Source text:

— START —

Monday, September 18, 2017

If you must hide a body, do not decorate it with Christmas lights!

2016-M-343            Brian Keith Hooper, Appellant, vs. State of Minnesota, Respondent.

BACKGROUND:  Here, the Supreme Court rejected Hooper’s fourth post-conviction appeal, both because this appeal violated the two-year deadline for such appeals and because many of the claims brought here were barred by the Knaffla doctrine which bars subsequent appellate claims that had already been raised on an earlier appeal or should have been known and brought in an earlier appeal.

Hooper was a crack addict who had been implicated in earlier crimes, including murder.

In April, 1998, Hooper went to the Minneapolis apartment of Ann Prazniak to smoke crack cocaine.  He stabbed Prazniak to death, covered her head and wrists in masking tape, wrapped her body in a mattress pad and trash bags, crammed her body in a box, decorated the box in Christmas lights, stashed the box in her bedroom closet, and left matching strips of the masking tape on the floor with his fingerprints.  His fingerprints were also found on the Christmas lights.

At trial, four witnesses testified that Hooper had confessed the murder to them.  One witness testified that Hooper had brought her into the apartment to help hide the body and clean the apartment.

— END —

Data for processing:
— START —

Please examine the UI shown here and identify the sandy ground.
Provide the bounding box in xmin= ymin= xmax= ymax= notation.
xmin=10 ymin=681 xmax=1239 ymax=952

— END —
— START —

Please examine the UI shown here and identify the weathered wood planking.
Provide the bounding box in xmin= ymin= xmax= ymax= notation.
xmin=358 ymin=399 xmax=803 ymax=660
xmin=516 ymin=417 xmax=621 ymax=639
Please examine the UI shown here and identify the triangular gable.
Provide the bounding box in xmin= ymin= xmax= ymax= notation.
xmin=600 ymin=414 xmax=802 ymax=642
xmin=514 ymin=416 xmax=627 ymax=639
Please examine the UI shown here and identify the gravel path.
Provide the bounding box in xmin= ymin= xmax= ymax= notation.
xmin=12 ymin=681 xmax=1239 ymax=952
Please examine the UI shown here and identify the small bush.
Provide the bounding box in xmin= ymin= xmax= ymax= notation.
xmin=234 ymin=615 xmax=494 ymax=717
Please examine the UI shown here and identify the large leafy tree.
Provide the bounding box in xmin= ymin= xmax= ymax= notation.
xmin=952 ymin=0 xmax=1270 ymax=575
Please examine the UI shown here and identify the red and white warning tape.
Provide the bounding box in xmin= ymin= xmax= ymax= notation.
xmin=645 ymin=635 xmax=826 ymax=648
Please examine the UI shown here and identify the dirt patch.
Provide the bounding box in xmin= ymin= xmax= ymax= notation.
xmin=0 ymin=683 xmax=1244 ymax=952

— END —
— START —

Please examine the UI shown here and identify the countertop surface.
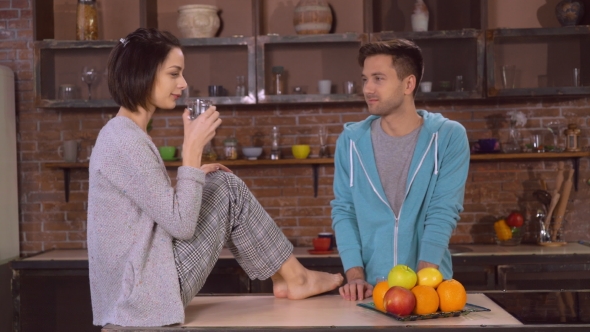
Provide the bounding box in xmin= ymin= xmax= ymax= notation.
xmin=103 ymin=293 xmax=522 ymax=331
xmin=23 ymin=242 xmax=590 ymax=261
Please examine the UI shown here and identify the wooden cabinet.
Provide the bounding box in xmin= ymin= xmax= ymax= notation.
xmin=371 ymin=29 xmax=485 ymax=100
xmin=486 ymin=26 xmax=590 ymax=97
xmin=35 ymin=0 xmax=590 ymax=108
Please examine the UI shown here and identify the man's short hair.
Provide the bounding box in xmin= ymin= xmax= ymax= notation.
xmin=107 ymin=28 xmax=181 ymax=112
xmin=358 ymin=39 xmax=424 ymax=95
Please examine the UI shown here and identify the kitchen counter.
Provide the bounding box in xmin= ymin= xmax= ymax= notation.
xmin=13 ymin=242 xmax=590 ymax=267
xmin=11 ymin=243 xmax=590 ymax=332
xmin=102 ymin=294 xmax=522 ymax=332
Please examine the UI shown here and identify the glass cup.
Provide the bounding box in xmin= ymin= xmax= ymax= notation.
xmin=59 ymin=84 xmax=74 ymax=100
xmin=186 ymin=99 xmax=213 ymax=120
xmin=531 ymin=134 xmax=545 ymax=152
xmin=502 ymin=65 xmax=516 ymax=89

— END —

Short problem 1: In the rows, write out again every line of the part that opens with the line containing "Please examine the UI shown here and identify the large" and closes with the line containing "xmin=645 ymin=635 xmax=826 ymax=648", adding -52 to each bounding-box coordinate in the answers.
Short problem 2: Can you carry on the account of Brian Keith Hooper's murder appeal from its last sentence onward?
The text and the rows have nothing to do with each other.

Reply 1:
Please examine the UI shown here and identify the large leafy tree.
Provide the bounding box in xmin= ymin= xmax= ymax= notation.
xmin=900 ymin=-52 xmax=1218 ymax=523
Please examine the UI shown here and identify the red and white warning tape.
Provide the bounding box in xmin= ymin= xmax= ymax= notation.
xmin=593 ymin=583 xmax=774 ymax=596

Reply 2:
The jury convicted Hooper of three counts of first-degree murder, and the district court sentenced him to life imprisonment without the possibility of parole.

In 2000, the Supreme Court rejected Hooper’s first post-conviction appeal, holding that there was sufficient evidence to sustain his convictions.

In 2004, the Supreme Court rejected Hooper’s second post-conviction appeal, holding that Hooper had not provided sufficient evidence that two of the witnesses may have recanted their testimony after the trial.

In 2013, the Supreme Court rejected Hooper’s third post-conviction appeal, holding that Hooper had already litigated the alleged recantations of the two witnesses and that the post-conviction court had properly held that Hooper’s new allegation about a recantation by a third witness was not credible.

In 2014, Hooper filed this, his fourth post-conviction appeal.  The post-conviction court denied this appeal, both because it violated the two-year deadline for such appeals and because many of the claims were barred by the Knaffla doctrine.

HELD:  The Supreme Court held that the post-conviction court did not abuse its discretion by summarily denying appellant's fourth petition for post-conviction relief because the petition was untimely under the 2-year post-conviction statute of limitations, and appellant's previously raised claims are procedurally barred.

Anderson (Gildea, Stras, Hudson, Chutich, and McKeig)
Took No Part:  Lillehaug.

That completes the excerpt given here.